Il presepe del Cilento è quello che, ad Albanella, una cittadina in provincia di Salerno, un esperto artigiano del legno, Arturo Quaglia, ha costruito, con pietre, legno e mattoncini, sulla facciata della propria abitazione. Abbiamo “scoperto” questo presepe tutto particolare in una delle nostre scorribande cilentane.
Ho spesso scritto, su queste pagine, che ogni vero appassionato del presepe non si lascia sfuggire alcuna occasione per conoscere quanti più documenti è possibile di questa che è una delle più belle espressioni sia della fede sia dell’arte.
Ogni passeggiata, ogni viaggio, una semplice “gita fuori porta”, può diventare un “pellegrinaggio presepiale“, se non si guarda superficialmente, ma si hanno gli occhi attenti a cogliere ogni minimo indizio della presenza di un presepe e si sanno raccogliere notizie dalle più diverse fonti. Te ne ho già dato alcuni esempi e qualche volta si è trattato della scoperta di un vero e proprio capolavoro, come il presepe di Sant’Agata dei Goti, realizzato da Giuseppe Ercolano.
Questa estate è stata la volta di quello che si può definire “presepe del Cilento“.
- - -
CONSEGNA 1: Copia fedelmente dal brano sul presepe del Cilento il passo che va da "Il presepe del" a "nostre scorribande cilentane.".
Il brano e le voci sono materiali distinti, senza legami tra loro.
- - -
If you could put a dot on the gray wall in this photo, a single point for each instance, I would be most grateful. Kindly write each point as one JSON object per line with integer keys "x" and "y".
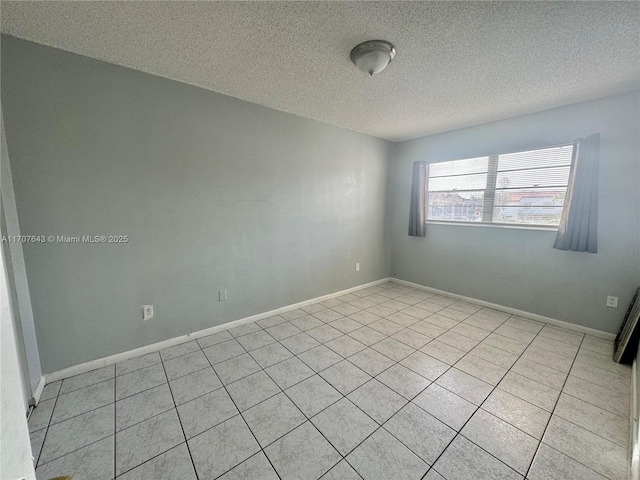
{"x": 17, "y": 274}
{"x": 517, "y": 267}
{"x": 213, "y": 193}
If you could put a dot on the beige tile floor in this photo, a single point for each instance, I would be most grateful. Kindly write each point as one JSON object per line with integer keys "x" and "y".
{"x": 385, "y": 383}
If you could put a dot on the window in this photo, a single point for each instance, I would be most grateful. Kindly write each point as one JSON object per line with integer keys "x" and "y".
{"x": 523, "y": 188}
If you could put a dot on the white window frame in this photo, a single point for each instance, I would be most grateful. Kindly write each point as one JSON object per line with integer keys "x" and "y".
{"x": 490, "y": 190}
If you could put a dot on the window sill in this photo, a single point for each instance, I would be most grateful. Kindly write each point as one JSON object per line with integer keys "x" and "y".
{"x": 495, "y": 225}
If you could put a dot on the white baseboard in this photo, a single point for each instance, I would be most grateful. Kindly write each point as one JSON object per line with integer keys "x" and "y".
{"x": 38, "y": 392}
{"x": 512, "y": 311}
{"x": 119, "y": 357}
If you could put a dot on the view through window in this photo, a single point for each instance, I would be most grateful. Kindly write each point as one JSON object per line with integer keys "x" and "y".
{"x": 523, "y": 188}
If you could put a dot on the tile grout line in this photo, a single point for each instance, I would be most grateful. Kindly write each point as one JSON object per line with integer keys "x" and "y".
{"x": 261, "y": 450}
{"x": 278, "y": 341}
{"x": 38, "y": 464}
{"x": 459, "y": 432}
{"x": 549, "y": 421}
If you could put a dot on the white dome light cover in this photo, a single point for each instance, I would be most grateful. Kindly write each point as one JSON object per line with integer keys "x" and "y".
{"x": 373, "y": 56}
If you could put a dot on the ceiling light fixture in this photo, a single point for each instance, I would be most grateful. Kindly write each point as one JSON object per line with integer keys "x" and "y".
{"x": 373, "y": 56}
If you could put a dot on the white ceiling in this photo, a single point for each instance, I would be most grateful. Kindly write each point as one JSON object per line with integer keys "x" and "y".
{"x": 458, "y": 63}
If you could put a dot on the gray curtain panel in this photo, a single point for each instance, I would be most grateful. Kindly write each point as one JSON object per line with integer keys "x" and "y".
{"x": 418, "y": 192}
{"x": 578, "y": 230}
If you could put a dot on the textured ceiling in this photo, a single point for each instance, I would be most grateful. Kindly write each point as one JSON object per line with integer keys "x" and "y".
{"x": 458, "y": 63}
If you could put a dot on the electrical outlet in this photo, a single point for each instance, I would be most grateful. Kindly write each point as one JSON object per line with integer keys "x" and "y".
{"x": 147, "y": 312}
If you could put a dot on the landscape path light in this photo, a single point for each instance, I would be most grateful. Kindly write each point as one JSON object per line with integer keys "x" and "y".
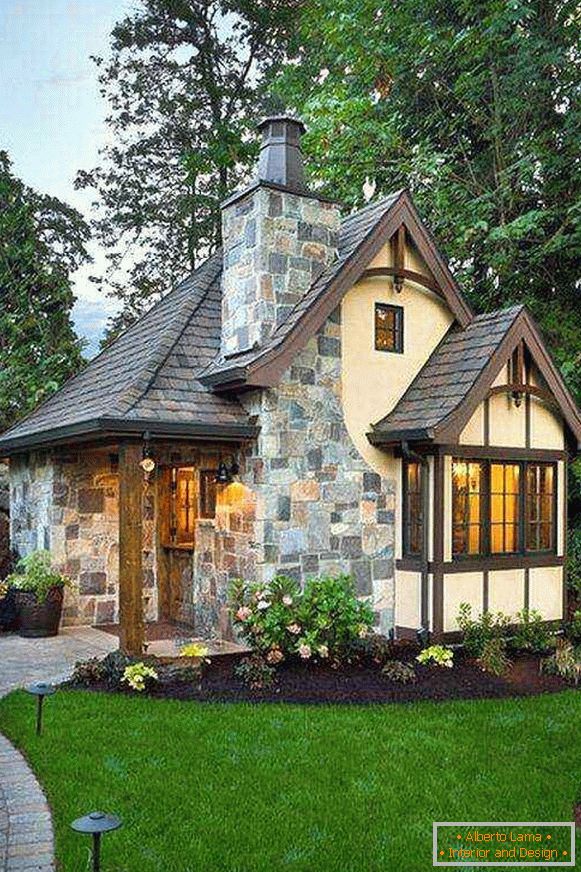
- - -
CONSEGNA 2: Trasforma in elenco numerato le voci dalla riga che contiene "If you could put a dot on the white ceiling" fino alla fine delle voci, estremi inclusi, tralasciando le righe vuote e le immagini.

RISULTATO 1:
Il presepe del Cilento è quello che, ad Albanella, una cittadina in provincia di Salerno, un esperto artigiano del legno, Arturo Quaglia, ha costruito, con pietre, legno e mattoncini, sulla facciata della propria abitazione. Abbiamo “scoperto” questo presepe tutto particolare in una delle nostre scorribande cilentane.

RISULTATO 2:
1. If you could put a dot on the white ceiling in this photo, a single point for each instance, I would be most grateful. Kindly write each point as one JSON object per line with integer keys "x" and "y".
2. {"x": 458, "y": 63}
3. If you could put a dot on the gray curtain panel in this photo, a single point for each instance, I would be most grateful. Kindly write each point as one JSON object per line with integer keys "x" and "y".
4. {"x": 418, "y": 192}
5. {"x": 578, "y": 230}
6. If you could put a dot on the textured ceiling in this photo, a single point for each instance, I would be most grateful. Kindly write each point as one JSON object per line with integer keys "x" and "y".
7. {"x": 458, "y": 63}
8. If you could put a dot on the electrical outlet in this photo, a single point for each instance, I would be most grateful. Kindly write each point as one JSON object per line with integer keys "x" and "y".
9. {"x": 147, "y": 312}
10. If you could put a dot on the landscape path light in this photo, a single point for each instance, I would be most grateful. Kindly write each point as one JSON object per line with integer keys "x" and "y".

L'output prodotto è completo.